TASK TO CARRY OUT:
Recast the lines below as a Markdown table with the columns "No." and "Line," numbering each row and omitting blank lines. Include only the lines from the start of the records up to and including the line containing "[[443, 47]]".

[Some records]
_____
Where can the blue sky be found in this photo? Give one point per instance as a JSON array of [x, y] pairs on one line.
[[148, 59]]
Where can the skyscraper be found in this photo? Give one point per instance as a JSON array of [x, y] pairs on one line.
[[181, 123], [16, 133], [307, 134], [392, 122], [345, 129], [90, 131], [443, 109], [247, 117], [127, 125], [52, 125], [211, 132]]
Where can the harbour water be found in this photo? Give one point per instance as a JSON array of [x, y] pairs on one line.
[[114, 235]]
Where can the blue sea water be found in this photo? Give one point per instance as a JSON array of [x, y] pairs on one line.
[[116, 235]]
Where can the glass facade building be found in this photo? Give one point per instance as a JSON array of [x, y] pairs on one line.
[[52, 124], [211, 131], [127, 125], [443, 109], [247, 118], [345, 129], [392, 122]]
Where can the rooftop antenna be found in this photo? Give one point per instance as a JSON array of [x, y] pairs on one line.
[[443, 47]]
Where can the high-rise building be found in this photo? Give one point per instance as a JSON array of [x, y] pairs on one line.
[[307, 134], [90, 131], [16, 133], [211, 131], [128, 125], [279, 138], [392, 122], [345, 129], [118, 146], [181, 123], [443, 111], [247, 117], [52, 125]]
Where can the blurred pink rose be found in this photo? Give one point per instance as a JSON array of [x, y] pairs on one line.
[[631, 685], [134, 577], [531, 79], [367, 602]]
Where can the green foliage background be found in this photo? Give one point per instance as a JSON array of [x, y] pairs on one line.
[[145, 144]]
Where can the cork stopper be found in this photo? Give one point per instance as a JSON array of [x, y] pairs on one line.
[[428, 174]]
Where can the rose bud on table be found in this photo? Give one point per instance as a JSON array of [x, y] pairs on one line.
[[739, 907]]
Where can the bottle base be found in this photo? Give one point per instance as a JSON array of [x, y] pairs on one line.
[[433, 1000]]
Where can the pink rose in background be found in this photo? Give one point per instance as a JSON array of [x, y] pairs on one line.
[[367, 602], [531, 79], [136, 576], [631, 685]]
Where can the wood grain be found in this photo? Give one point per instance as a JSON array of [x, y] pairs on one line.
_____
RESULT FOR THIS TASK:
| No. | Line |
|---|---|
| 1 | Where can the blue sky be found in this photo? Give one point per instance as a JSON array of [x, y] pairs on one line. |
| 2 | [[148, 59]] |
| 3 | Where can the skyscraper be found in this photo? Give one point per instance as a JSON array of [x, y] pairs on one line. |
| 4 | [[181, 123], [16, 133], [307, 134], [392, 122], [345, 129], [90, 131], [443, 109], [247, 117], [127, 125], [52, 125], [211, 132]] |
| 5 | Where can the harbour water be found in this photo? Give one point per instance as a JSON array of [x, y] pairs on one line. |
| 6 | [[114, 235]] |
| 7 | Where can the blue sea water be found in this photo? Give one point per instance as a JSON array of [x, y] pairs on one line. |
| 8 | [[116, 235]] |
| 9 | Where can the glass facade building be found in this photo? Give one point per instance as a JSON array of [x, y] pairs on one line. |
| 10 | [[52, 124], [211, 131], [127, 125], [443, 109], [247, 118], [345, 129], [392, 122]] |
| 11 | Where can the rooftop antenna be found in this photo? Give one point per instance as a JSON array of [x, y] pairs on one line. |
| 12 | [[443, 47]] |